Permintaan A: Menurut teks tentang pembunuhan Sisca, di mana Ade dan Wawan membuang iPhone milik Sisca?
Permintaan B: Lanjutkan teks tentang pembunuhan Sisca mulai setelah kalimat terakhirnya.

Blok Teks:
Menurut Sisca, ibunya sebelum meninggal menyatakan tak mengizinkan orang itu menengok makamnya. Soalnya, orang tersebut pernah memenjarakan ibunya. Polisi juga "mempelajari" akun Facebook Sisca itu. Tapi kepada wartawan, dua hari setelah pembunuhan Sisca, polisi belum mengetahui orang yang dimaksud Sisca itu. "Kami belum tahu siapa yang dimaki," ujar Ajun Komisaris Besar Trunoyudo Wisnu, Kepala Satuan Reserse Kriminal Kepolisian Resor Kota Besar Bandung.

Lima hari setelah pembunuhan, seorang pria bernama Saefullah alias Ade, 30 tahun, datang ke Markas Polrestabes Bandung. Lelaki yang sehari-hari bekerja sebagai pengepul barang rongsokan dan tinggal di simpang Jalan Sukamulya—letaknya relatif tak jauh dari tempat kos Sisca—itu mengaku sebagai pembunuh Sisca. Ade mengaku melakukannya bersama pamannya, Wawan. Berdasarkan pengakuan Ade, polisi lantas menyergap Wawan di kawasan­ Ciranjang, Cianjur.

Kepada polisi, Ade dan Wawan mengaku tak sengaja membunuh Sisca. Awalnya, kata Ade, dia diajak Wawan mencari sumbangan untuk perayaan 17 Agustus. Wawan kemudian menyuruhnya meminum sebotol bir dan kemudian menunjukkan sebilah golok. Ade pun tahu bahwa Wawan sebetulnya ingin mengajak dia menjambret, bukan mencari sumbangan. Nah, sasarannya saat itu, setelah mereka keliling-keliling beberapa saat, Sisca yang sedang membuka pagar rumah kosnya.

Menurut Ade, Sisca melawan ketika tasnya direbut. Melihat hal ini, Wawan lalu menyikut Sisca dan membacoknya. Sisca tersungkur di belakang roda belakang sepeda motor Ade. Rambut panjang Sisca yang tersibak pun masuk ke gir roda, dan akhirnya dia terseret.

Ade mengaku baru tahu korbannya terseret ketika dia merasakan sepeda motornya tak bisa dipacu kencang. Namun saat itu ia terus melarikan kendaraan sampai dekat lapangan Abra. Di sana, menurut Ade, Wawan turun dan memotong rambut Sisca dengan goloknya. Ade dan Wawan pun mengaku menggondol sebuah iPhone dan uang Rp 1 juta dari tas Sisca. Takut terlacak, iPhone itu mereka buang di Waduk Saguling, Bandung Barat.

Daftar Data:
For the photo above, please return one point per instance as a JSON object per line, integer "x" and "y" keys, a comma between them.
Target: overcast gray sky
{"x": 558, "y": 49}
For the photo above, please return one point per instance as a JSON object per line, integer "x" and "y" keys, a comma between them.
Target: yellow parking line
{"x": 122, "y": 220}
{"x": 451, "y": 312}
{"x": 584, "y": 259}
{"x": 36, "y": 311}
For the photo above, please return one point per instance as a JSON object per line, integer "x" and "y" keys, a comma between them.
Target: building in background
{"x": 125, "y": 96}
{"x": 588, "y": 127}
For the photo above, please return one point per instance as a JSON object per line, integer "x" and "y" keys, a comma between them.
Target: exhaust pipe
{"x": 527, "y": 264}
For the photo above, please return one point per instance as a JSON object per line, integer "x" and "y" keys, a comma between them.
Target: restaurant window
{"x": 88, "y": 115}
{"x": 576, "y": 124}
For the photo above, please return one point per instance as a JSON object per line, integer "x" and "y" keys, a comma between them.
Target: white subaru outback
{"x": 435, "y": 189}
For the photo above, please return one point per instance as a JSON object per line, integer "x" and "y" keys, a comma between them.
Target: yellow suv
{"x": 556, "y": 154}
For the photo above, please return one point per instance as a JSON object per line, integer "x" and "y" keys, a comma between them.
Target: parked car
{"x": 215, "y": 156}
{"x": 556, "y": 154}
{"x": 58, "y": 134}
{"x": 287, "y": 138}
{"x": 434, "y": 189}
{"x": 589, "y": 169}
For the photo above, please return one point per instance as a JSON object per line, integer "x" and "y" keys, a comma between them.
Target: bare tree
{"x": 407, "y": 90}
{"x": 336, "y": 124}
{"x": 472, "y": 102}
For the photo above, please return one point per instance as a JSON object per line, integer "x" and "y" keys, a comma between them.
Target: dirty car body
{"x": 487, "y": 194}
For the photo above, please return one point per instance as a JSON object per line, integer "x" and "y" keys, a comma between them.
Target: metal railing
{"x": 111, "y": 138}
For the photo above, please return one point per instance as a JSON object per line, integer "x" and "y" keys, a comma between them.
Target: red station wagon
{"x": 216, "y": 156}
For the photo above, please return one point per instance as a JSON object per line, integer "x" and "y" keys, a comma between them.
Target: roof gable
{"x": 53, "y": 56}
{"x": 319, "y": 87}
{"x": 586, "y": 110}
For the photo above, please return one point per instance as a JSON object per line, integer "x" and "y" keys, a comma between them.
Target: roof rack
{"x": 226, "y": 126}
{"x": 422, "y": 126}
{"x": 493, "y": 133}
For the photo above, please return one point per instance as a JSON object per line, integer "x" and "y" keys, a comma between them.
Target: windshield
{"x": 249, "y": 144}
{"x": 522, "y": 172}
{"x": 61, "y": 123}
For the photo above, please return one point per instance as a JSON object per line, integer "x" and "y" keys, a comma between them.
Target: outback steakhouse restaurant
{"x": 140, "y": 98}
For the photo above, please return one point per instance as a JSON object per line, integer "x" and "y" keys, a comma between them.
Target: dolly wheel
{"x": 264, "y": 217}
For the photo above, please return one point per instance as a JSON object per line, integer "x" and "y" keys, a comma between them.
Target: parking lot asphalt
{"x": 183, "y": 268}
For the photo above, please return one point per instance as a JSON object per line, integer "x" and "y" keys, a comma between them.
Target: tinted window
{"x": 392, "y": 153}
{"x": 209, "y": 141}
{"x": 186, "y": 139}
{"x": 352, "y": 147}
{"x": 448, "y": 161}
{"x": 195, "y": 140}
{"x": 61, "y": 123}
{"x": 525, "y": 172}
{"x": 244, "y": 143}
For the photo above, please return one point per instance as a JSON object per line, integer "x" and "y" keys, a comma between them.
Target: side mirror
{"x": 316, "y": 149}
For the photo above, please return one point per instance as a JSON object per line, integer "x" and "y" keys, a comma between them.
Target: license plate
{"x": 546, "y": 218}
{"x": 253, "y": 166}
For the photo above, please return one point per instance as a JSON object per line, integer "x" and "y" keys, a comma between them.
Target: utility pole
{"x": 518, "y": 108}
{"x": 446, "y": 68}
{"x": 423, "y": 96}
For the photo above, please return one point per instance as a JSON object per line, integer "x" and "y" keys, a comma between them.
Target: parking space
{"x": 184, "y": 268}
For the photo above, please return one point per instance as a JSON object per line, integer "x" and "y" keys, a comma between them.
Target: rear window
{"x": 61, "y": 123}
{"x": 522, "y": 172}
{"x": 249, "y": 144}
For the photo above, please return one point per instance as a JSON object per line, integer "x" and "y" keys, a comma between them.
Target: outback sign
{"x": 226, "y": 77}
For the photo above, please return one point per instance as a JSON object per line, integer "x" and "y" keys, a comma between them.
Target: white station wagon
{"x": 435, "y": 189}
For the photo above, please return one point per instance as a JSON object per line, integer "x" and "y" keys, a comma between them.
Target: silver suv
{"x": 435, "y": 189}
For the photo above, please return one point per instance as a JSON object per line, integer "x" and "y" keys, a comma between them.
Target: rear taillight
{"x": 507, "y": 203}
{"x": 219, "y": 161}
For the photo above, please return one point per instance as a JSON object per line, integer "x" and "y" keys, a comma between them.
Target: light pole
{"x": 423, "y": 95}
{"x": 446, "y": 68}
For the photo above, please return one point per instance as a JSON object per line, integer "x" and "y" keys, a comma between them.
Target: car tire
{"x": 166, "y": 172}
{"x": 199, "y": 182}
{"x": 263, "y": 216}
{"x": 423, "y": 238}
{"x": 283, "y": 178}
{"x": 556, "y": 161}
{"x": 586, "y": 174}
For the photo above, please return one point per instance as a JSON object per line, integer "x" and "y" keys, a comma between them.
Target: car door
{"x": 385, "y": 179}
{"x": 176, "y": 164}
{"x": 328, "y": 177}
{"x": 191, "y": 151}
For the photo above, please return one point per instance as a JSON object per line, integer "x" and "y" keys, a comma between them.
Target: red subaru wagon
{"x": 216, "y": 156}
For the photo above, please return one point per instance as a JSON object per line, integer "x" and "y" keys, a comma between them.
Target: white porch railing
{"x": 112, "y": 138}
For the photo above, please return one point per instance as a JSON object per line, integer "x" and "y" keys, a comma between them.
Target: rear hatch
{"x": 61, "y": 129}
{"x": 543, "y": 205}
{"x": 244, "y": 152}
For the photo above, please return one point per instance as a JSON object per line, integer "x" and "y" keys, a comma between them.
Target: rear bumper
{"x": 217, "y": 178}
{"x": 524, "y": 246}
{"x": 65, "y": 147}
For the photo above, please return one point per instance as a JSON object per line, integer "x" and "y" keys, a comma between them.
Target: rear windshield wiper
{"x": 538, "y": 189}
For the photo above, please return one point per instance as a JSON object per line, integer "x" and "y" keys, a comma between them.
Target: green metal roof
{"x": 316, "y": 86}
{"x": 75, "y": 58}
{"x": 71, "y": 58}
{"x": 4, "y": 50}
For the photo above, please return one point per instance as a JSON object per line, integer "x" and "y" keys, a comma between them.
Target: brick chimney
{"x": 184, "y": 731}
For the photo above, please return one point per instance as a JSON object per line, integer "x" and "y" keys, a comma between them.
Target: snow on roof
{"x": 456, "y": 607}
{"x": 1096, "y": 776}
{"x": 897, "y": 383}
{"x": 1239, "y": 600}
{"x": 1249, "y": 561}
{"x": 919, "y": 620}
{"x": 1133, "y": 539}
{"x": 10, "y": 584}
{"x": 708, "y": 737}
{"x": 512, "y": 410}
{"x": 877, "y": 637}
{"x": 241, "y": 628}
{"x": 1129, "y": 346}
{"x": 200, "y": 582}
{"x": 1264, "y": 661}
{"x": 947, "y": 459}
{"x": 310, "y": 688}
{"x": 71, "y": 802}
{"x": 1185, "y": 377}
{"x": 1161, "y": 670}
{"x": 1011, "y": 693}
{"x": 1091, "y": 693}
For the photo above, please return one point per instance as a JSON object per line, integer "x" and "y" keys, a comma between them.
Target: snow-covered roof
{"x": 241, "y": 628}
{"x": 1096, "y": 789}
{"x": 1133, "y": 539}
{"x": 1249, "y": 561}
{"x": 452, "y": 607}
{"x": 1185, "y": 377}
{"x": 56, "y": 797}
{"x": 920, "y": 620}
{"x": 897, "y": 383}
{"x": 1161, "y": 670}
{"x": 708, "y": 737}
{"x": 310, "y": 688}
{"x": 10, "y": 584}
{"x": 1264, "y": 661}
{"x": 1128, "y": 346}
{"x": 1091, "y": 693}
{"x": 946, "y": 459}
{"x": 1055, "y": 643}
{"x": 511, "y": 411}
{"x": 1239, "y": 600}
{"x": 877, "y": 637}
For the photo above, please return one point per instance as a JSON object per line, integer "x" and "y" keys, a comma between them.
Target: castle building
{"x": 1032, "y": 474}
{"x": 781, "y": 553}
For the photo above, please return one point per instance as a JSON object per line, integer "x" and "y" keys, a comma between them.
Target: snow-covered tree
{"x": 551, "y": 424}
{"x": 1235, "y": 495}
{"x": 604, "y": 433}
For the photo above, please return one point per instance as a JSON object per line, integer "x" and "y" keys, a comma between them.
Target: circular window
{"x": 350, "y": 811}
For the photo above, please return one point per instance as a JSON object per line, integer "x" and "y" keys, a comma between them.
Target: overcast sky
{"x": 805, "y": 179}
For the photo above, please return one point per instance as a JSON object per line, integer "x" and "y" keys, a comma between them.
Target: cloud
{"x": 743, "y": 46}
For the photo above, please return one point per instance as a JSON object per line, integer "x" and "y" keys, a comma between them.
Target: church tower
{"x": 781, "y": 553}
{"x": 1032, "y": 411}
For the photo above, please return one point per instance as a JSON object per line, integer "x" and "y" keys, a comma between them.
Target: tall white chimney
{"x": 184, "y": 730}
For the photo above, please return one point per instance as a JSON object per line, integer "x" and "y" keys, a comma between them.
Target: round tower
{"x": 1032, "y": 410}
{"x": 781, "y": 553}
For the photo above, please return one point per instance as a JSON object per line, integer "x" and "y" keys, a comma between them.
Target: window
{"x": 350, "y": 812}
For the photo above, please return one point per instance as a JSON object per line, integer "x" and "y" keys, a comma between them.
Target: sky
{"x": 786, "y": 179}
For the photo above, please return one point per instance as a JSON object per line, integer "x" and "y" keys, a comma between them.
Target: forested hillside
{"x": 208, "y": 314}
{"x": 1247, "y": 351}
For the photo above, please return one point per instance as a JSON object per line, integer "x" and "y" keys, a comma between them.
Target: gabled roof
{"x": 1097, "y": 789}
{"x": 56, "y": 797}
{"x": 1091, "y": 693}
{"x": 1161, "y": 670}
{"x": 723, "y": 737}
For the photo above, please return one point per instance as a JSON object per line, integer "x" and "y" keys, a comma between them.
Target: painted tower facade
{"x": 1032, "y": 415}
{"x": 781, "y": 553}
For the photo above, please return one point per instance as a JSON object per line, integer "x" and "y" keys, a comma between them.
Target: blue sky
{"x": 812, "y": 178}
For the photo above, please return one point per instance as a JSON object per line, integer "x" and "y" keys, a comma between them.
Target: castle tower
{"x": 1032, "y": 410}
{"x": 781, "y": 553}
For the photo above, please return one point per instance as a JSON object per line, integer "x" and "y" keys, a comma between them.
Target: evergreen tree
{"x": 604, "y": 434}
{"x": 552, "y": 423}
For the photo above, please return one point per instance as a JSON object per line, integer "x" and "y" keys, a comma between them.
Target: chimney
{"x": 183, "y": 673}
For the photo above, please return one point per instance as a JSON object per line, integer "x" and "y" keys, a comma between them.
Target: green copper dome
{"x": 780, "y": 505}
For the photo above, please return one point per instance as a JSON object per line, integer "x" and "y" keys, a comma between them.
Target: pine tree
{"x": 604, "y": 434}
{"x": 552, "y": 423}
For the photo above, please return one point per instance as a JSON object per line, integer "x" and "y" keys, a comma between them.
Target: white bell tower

Jawaban Tugas A: Di Waduk Saguling, Bandung Barat.

Jawaban Tugas B:
Polisi sudah melakukan rekonstruksi pembunuhan Sisca berdasarkan pengakuan Wawan dan Ade. Keduanya juga sudah ditetapkan sebagai tersangka pembunuh Sisca. Tapi, perihal pembunuhan yang diawali dengan perampasan tas dan bagaimana Sisca terseret, banyak pihak yang tak mempercayainya. Apalagi jika dihubungkan dengan peristiwa sebelumnya yang terjadi di sekitar tempat kos Sisca. Sejumlah saksi mata yang ditemui Tempo juga yakin tubuh Sisca terseret bukan karena rambutnya terbelit di roda sepeda motor, melainkan sengaja diseret untuk kemudian dihabisi.

Seorang petugas keamanan lingkungan tempat Sisca kos, sebut saja namanya Suganda, misalnya, kepada Tempo menuturkan pernah memergoki lima pemuda yang sering mengawasi rumah kos Sisca menjelang bulan puasa tahun lalu. Mereka datang hampir setiap pagi dan sore, seperti mempelajari kebiasaan Sisca pulang dan pergi. Kepada Suganda, pemuda itu mengaku diperintah seorang polisi untuk mengawasi perempuan yang tinggal di rumah tersebut. "Katanya perempuan itu membawa barang negara," ujar Suganda.

Karena merasa tak nyaman, Suganda "mengusir" para pengintai itu dari lingkungan tempat dia berjaga. Mereka lalu pindah ke dekat sebuah kios, sekitar 50 meter arah selatan rumah kos Sisca. "Anak-anak dekat kios itu juga enggak suka sama mereka," kata Suganda.

Soal intai-mengintai juga diceritakan seorang teman Sisca yang mengunjungi rumah keluarga Sisca di Gang Pasantren, Jalan Pagarsih, Kota Bandung. Dua hari sebelum dibunuh, Sisca pernah menelepon temannya itu. "Dia cerita merasa ada yang membuntuti," kata kerabat Sisca yang menolak disebut namanya.

Cerita itu diperkuat Rudy, putra pemilik rumah tempat Sisca kos. Rudy mengaku tiga kali memergoki lelaki bersepeda motor Suzuki Satria yang hampir seluruh aksesorinya dicopoti. Ahad malam sebelum Sisca meninggal, sepeda motor "terondol" yang sama terparkir sekitar 100 meter dari rumah milik orang tua Rudy. "Bukan hanya saya, warga lain juga ada yang melihat," ucap Rudy.

Hasil pemeriksaan tim forensik Rumah Sakit Hasan Sadikin menyebutkan Sisca meninggal karena kehabisan darah. Tim forensik menemukan pada kepala Sisca ada tiga luka seperti bekas sabetan senjata tajam. "Satu luka, yang besar, di dahi kanan. Dua luka di kepala bagian belakang," ujar anggota tim forensik, Noorman Herryadi.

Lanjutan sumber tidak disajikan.